◆ **GIVEN EXERCISE**
Everything from the line holding "Practice step: locate the car wheel" through the last line below must be repeated exactly, and nothing else.
==== PROVIDED DATA ====
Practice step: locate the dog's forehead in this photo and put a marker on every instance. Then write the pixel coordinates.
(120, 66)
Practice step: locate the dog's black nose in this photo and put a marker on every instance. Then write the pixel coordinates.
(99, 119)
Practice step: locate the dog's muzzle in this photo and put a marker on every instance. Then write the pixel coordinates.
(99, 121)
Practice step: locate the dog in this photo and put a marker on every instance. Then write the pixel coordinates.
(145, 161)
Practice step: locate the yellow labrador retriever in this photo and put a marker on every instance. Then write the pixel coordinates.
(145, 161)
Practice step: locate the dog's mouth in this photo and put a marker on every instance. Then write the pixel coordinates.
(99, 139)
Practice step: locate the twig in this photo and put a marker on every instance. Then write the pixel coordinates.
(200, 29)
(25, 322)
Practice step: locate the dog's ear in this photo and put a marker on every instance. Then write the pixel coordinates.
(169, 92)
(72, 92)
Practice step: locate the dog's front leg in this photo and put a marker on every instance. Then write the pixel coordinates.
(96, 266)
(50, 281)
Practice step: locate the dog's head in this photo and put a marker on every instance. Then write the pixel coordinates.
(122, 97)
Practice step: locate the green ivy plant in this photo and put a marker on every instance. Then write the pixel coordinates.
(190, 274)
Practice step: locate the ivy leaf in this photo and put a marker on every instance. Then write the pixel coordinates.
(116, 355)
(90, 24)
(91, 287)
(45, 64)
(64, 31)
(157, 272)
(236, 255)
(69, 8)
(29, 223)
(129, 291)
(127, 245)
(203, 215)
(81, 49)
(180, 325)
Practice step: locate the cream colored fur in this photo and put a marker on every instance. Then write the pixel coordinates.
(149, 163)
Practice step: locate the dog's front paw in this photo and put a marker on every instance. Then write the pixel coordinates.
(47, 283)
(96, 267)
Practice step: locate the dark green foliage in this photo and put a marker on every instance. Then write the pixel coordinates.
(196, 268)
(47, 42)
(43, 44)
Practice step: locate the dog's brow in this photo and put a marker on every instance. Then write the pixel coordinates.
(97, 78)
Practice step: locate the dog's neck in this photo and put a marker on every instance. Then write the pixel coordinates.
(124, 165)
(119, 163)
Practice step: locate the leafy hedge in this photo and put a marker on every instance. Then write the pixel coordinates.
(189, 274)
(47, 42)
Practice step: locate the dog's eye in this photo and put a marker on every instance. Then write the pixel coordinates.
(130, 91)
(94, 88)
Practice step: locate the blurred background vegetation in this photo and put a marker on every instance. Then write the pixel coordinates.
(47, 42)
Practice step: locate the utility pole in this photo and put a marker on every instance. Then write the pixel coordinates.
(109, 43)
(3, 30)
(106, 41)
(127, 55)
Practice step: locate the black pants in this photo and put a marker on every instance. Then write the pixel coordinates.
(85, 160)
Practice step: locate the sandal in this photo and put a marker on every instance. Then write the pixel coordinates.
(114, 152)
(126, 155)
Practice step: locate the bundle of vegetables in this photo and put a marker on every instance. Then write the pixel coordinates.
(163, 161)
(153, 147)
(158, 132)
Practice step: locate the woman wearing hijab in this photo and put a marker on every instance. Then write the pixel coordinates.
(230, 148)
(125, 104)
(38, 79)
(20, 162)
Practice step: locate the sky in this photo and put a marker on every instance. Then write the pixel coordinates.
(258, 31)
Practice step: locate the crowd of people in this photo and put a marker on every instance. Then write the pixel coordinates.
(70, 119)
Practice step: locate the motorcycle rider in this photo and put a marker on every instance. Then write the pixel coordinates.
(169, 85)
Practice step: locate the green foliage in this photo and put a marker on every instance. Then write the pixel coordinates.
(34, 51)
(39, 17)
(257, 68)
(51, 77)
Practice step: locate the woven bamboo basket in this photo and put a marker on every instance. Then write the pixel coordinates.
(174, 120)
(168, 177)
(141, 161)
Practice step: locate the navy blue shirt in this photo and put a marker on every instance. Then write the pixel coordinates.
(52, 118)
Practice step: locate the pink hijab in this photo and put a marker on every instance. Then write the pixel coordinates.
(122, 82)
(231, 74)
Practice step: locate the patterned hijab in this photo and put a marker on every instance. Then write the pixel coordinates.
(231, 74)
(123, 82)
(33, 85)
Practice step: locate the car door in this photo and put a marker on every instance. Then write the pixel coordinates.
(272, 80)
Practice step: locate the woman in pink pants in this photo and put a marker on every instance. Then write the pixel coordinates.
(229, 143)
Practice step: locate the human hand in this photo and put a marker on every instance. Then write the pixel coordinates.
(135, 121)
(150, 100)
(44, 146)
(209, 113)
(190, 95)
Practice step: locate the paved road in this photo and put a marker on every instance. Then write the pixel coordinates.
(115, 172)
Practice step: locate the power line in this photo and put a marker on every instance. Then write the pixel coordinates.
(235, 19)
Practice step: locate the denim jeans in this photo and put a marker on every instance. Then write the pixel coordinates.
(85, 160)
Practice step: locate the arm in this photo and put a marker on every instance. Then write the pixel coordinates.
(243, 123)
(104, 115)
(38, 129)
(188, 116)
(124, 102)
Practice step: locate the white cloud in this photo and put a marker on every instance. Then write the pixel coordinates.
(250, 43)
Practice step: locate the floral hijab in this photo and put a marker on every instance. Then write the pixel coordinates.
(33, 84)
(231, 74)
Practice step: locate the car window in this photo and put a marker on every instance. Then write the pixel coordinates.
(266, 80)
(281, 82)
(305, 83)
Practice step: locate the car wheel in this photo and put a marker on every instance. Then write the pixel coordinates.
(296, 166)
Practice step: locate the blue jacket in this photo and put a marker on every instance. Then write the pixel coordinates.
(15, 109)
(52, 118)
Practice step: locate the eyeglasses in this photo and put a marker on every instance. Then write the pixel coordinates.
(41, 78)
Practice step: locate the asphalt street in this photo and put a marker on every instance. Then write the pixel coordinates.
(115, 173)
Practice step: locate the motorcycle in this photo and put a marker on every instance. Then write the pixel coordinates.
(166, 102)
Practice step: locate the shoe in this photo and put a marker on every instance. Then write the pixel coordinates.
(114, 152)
====
◆ **IN RESPONSE**
Practice step: locate the car wheel in this photo and put a marker on every instance. Then write the pixel coordinates.
(296, 166)
Practice step: locate the blue jacket in this photo and put a marker on every instance. Then write the pixel coordinates.
(15, 109)
(52, 118)
Practice step: locate the eyeglasses in this photo and put a marker on every instance. Then write the pixel coordinates.
(41, 78)
Practice step: locate the asphalt street in this photo and put a marker on every instance. Then write the pixel coordinates.
(115, 173)
Practice step: locate the motorcycle in this photo and put a marker on every instance. Then write the pixel coordinates.
(166, 102)
Practice step: locate the shoe in this photo and put a marker on every instance. Then write the pixel coordinates.
(114, 152)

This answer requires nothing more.